In the entries below, find the lines with the word "instance" and copy them.

§ Collected data entries:
---

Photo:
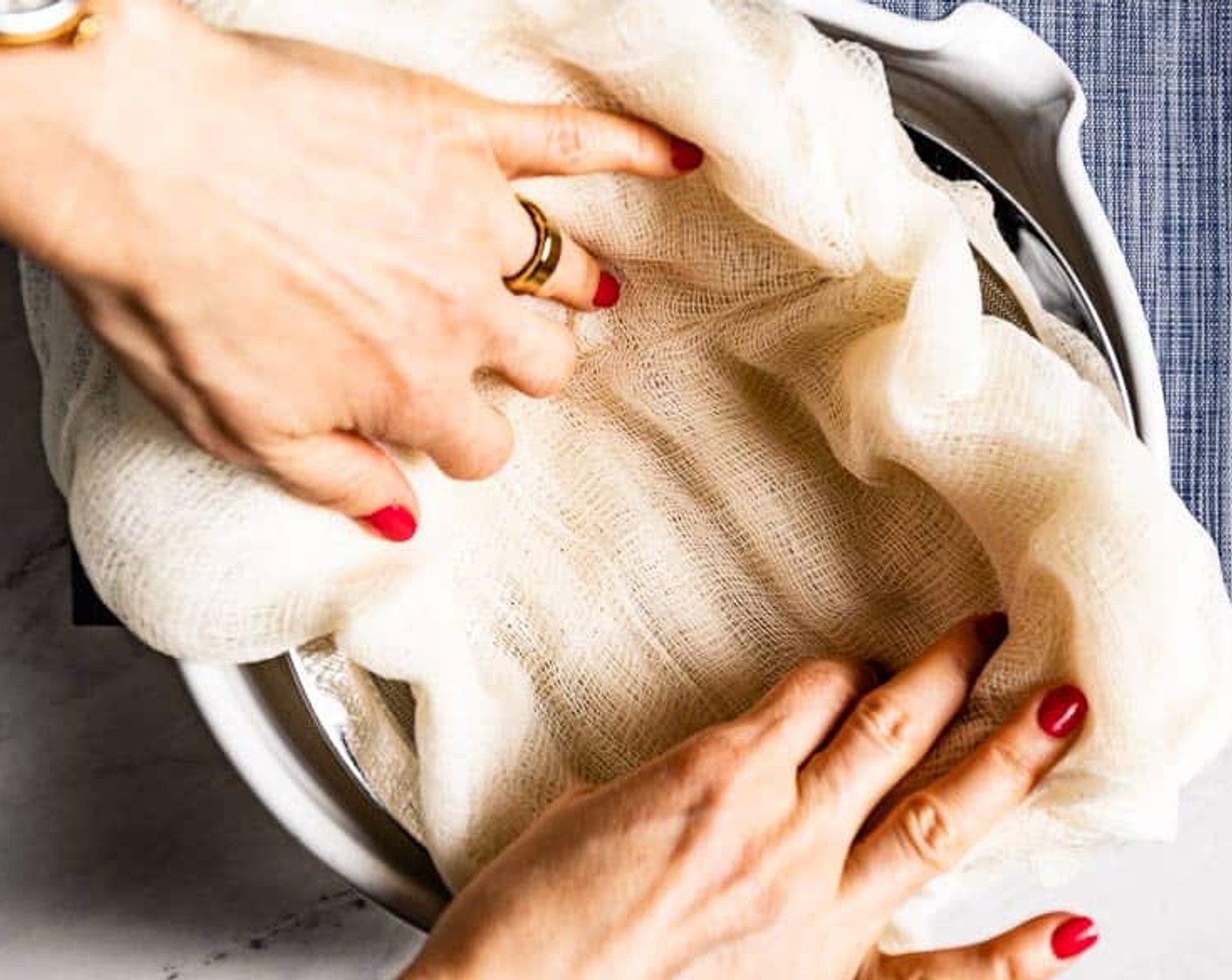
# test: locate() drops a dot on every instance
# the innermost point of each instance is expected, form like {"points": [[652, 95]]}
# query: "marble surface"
{"points": [[130, 850]]}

---

§ ANSWER TO THIS PROBLEM:
# test: locate() drops a dot on every instance
# the innermost point of each instance is expected, form like {"points": [[652, 95]]}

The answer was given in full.